◆ What to do
Output, word for word, the span of lines that starts at the one containing "Query: black watch face" and ends at the last line of the records.

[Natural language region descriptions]
= = = = = = =

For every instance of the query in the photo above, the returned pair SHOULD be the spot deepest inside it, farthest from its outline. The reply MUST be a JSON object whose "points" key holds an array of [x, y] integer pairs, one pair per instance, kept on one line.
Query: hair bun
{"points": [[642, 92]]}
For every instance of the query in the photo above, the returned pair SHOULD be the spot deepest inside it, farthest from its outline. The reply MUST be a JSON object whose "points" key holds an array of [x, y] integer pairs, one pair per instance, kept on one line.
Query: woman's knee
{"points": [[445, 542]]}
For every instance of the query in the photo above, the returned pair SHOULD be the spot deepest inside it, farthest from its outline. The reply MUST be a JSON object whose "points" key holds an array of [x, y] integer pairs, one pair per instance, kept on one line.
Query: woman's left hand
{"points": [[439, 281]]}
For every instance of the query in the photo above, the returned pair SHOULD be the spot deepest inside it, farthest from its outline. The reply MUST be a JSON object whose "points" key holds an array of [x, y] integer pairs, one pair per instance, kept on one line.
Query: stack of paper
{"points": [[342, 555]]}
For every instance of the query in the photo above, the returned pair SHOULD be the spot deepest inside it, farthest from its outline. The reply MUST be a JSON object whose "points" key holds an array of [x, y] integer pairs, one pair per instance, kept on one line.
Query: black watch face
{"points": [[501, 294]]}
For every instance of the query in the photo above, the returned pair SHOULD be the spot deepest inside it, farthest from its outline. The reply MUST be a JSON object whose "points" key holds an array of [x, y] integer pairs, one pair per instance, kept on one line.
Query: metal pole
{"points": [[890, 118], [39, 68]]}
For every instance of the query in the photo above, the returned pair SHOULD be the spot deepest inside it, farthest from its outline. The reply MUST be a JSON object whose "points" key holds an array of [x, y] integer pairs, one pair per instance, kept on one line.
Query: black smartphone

= = = = = = =

◆ Exercise output
Query: black watch face
{"points": [[501, 294]]}
For every instance of the query in the photo above, the returned pair SHOULD be the spot deepest inside it, farthest from its outline. The reply MUST be a JSON object whose "points" key holds an array of [x, y] integer pairs, one pair per instance, kept on one line.
Query: metal pole
{"points": [[890, 118], [39, 68]]}
For every instance of the query in the photo above, the returned pair SHOULD be the spot deepest inside it, farthest from its outline. The reply MUST be a JSON object whose "points" key holds an array of [x, y] integer pairs, one pair per instance, kept on one line.
Query: black smartphone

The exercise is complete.